Input data

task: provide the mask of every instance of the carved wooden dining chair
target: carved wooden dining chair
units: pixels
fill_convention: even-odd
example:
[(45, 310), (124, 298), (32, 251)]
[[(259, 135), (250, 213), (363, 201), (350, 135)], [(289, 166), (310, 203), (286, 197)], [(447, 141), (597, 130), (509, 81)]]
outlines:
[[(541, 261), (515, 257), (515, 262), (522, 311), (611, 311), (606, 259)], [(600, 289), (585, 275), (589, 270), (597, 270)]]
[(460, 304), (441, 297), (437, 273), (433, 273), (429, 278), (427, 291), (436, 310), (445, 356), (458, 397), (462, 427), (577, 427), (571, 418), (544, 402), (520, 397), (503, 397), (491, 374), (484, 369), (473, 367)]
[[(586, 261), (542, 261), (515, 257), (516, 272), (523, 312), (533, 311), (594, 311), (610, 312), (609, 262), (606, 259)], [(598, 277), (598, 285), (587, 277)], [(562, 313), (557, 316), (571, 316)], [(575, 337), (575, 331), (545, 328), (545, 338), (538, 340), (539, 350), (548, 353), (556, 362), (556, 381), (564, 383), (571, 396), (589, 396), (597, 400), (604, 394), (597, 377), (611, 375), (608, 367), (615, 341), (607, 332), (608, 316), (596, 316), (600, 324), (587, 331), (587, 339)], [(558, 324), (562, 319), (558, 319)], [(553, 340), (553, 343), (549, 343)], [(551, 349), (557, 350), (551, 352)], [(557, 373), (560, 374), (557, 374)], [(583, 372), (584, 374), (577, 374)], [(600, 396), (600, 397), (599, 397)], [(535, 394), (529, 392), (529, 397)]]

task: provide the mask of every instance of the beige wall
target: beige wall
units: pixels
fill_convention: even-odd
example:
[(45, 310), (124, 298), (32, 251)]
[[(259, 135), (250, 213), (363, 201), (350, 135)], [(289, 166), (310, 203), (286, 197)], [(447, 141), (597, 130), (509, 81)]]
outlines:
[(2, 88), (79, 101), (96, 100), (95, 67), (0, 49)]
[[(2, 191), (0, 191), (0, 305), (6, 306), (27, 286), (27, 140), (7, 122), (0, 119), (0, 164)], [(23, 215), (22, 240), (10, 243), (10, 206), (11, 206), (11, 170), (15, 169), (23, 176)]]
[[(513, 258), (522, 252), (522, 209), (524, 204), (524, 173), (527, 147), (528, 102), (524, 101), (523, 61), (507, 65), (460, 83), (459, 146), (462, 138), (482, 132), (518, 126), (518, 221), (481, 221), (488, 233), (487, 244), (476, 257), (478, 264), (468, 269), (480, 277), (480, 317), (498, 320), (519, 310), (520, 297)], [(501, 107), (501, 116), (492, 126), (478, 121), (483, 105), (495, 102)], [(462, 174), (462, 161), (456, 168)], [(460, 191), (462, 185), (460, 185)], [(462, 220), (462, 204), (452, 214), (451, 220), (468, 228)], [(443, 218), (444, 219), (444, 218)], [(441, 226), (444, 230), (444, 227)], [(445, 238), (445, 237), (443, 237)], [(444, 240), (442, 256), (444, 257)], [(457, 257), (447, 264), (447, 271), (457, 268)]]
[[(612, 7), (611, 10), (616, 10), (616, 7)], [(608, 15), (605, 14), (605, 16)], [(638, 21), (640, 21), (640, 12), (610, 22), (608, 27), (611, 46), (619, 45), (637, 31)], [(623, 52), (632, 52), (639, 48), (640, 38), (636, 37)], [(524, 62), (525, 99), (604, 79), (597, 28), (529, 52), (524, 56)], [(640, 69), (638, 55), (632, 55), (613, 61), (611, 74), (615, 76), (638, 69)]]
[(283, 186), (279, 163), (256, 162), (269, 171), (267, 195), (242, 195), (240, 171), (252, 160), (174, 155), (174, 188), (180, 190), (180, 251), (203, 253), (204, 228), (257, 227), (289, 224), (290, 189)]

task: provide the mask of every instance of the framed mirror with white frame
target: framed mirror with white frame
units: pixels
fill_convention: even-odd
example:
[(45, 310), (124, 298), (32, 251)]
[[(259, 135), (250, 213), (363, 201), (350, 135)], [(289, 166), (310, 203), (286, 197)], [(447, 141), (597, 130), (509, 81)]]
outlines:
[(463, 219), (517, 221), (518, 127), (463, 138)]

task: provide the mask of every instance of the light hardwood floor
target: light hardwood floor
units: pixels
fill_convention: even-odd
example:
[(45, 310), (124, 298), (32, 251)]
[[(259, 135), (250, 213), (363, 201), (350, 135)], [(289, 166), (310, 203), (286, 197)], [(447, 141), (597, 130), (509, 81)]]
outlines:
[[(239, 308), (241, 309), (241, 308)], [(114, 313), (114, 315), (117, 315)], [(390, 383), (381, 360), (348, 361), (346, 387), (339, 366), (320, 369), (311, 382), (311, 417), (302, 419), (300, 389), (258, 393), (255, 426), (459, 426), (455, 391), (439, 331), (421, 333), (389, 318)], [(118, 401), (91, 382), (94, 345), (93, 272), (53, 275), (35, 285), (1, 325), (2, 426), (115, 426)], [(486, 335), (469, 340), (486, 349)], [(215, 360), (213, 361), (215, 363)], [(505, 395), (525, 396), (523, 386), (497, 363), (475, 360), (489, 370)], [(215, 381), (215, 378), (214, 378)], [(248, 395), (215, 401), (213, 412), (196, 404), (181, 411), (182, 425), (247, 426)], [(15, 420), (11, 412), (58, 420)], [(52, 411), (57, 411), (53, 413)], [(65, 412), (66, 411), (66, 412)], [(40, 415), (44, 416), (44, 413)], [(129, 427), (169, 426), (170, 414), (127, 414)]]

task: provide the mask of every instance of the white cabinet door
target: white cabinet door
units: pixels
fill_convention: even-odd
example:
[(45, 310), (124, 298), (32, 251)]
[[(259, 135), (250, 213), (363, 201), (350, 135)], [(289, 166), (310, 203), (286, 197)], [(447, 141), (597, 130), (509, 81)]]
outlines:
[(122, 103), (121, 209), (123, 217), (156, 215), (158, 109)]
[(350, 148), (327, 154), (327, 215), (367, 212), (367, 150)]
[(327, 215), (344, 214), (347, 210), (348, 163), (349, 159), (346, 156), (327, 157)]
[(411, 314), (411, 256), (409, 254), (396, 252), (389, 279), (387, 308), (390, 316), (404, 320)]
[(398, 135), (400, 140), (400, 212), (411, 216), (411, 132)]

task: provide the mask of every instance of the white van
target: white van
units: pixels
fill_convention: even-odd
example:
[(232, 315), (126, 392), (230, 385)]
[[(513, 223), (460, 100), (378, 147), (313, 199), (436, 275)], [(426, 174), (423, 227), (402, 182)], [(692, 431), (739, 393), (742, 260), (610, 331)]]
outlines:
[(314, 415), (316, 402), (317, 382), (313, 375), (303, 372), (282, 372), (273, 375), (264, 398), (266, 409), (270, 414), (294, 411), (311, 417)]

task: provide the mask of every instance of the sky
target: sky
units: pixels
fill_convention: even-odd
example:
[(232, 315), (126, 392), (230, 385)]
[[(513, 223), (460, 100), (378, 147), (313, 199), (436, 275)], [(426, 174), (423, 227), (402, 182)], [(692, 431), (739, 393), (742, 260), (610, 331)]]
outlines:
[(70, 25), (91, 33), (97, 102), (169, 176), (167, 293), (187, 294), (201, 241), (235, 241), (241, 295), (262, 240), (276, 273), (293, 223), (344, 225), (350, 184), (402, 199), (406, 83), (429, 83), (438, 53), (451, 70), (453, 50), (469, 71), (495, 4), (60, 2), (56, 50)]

What the exercise asks
Identify each line of the material where the word "with" shows up, and copy it.

Response
task: provide the mask of every instance of the framed mirror with white frame
target: framed mirror with white frame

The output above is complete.